- **Work to be completed**
When the line containing "Tell me where the sofa armrest" is found in the data below, copy it and each line after it through the line containing "Tell me where the door panel", exactly and with no others.

━━━━━━━━━━

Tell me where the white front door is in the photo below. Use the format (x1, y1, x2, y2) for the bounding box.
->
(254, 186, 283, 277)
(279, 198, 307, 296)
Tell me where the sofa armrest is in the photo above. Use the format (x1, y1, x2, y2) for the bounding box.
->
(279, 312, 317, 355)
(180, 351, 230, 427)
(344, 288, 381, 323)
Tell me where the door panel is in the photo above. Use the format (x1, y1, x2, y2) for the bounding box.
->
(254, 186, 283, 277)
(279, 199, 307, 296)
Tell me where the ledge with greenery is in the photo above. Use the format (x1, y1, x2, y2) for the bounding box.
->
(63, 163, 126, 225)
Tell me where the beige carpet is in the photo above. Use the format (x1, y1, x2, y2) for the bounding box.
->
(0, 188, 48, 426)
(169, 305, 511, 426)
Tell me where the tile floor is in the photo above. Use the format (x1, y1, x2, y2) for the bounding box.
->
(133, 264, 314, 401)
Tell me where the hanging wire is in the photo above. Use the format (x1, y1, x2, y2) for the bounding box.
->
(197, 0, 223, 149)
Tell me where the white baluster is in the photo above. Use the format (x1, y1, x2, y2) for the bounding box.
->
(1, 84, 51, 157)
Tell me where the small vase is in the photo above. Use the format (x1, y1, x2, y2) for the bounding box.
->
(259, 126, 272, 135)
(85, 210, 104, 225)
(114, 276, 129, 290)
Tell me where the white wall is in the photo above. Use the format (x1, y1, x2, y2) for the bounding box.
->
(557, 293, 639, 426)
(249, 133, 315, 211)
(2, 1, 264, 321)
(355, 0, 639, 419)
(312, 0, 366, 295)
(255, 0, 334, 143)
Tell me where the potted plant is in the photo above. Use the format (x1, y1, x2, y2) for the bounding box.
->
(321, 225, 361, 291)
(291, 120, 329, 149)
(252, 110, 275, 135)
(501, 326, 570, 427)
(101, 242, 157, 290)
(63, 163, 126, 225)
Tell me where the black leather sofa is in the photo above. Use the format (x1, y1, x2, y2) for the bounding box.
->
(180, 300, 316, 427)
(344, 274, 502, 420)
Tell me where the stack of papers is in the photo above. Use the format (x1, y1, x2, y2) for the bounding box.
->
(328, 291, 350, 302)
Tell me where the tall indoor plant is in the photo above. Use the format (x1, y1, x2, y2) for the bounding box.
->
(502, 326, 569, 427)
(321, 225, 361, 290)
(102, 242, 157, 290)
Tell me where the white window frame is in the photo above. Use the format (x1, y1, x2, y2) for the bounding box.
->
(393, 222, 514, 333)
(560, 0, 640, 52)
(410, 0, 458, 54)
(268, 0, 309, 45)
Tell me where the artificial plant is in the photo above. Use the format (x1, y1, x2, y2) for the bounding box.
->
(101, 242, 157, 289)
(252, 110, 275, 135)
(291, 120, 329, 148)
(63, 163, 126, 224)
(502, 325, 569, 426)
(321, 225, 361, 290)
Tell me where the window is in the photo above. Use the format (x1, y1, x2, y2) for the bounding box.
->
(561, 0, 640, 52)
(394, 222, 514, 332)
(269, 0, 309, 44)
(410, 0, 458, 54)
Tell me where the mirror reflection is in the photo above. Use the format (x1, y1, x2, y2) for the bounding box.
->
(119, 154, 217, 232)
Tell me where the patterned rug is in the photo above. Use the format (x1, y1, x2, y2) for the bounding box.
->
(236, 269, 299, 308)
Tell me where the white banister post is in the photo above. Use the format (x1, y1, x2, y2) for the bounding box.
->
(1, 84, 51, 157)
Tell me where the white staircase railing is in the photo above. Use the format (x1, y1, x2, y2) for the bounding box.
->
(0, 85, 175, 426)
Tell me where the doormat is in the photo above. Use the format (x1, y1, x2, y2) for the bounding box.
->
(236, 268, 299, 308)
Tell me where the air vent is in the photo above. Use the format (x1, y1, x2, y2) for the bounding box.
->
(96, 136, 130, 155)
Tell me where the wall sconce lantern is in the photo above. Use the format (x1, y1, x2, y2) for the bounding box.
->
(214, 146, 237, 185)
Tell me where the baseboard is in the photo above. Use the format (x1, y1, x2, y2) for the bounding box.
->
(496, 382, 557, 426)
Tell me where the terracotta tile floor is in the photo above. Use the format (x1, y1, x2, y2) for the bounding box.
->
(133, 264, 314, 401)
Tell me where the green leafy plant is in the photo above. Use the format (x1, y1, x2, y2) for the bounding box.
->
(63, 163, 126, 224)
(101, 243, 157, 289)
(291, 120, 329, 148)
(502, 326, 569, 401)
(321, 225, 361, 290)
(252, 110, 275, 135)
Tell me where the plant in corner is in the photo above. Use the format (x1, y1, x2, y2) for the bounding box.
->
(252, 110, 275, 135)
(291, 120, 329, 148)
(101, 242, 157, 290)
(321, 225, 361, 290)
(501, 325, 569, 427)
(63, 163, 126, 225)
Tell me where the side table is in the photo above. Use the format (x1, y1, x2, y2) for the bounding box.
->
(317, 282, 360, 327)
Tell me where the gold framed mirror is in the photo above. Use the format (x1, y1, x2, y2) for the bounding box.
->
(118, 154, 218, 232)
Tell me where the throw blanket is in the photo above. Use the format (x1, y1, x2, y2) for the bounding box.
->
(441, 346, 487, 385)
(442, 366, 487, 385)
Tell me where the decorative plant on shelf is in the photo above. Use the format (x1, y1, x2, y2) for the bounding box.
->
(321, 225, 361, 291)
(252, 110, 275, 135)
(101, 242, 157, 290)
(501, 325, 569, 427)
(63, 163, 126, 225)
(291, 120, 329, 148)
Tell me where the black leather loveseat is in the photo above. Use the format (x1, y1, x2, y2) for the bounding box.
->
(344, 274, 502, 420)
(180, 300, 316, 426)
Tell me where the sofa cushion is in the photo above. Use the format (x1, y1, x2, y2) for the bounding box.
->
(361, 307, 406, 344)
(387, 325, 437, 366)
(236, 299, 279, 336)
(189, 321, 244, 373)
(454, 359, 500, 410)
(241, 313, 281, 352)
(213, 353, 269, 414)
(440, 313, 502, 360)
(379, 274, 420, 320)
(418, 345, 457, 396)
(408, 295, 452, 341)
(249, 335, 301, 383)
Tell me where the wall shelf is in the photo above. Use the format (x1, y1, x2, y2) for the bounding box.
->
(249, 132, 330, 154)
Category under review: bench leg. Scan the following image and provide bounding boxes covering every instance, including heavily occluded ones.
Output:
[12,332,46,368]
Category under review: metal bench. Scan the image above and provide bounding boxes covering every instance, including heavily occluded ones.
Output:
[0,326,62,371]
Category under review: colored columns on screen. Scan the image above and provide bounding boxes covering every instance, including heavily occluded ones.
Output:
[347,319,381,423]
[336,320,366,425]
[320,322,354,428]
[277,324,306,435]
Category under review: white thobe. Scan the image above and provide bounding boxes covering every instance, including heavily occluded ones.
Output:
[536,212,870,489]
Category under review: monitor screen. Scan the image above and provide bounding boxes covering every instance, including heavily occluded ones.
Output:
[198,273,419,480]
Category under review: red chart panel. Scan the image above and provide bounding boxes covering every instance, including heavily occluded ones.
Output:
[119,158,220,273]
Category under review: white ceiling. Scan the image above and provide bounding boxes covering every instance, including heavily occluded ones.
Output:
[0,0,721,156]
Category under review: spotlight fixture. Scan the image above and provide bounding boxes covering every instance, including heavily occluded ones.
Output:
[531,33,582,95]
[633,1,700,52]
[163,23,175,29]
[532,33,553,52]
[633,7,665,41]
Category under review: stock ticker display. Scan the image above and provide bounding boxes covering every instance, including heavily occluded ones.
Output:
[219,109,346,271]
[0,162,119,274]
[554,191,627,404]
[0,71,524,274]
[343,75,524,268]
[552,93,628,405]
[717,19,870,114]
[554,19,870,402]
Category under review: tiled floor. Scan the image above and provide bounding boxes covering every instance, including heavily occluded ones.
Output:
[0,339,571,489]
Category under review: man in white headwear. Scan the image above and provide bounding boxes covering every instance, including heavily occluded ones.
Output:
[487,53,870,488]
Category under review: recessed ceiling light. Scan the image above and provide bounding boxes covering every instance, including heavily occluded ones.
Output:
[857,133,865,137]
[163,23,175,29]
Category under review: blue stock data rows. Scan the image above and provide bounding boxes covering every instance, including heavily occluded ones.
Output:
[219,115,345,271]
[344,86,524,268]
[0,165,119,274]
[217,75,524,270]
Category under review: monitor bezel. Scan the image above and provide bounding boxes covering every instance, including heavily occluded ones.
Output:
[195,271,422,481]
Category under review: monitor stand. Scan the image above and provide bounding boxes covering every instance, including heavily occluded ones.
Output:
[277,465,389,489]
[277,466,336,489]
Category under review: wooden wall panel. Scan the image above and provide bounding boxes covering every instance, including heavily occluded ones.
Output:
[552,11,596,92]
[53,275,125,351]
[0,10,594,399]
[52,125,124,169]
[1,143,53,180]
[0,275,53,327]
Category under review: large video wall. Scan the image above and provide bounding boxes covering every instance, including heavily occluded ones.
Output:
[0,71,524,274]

━━━━━━━━━━

- **Final answer**
Tell me where the sofa armrest is in the photo above. Use the format (x1, y1, x2, y2) for the bounding box.
->
(279, 312, 317, 355)
(180, 351, 230, 427)
(344, 288, 381, 323)
Tell me where the door panel is in the photo above. Use the format (x1, y1, x2, y2) for the bounding box.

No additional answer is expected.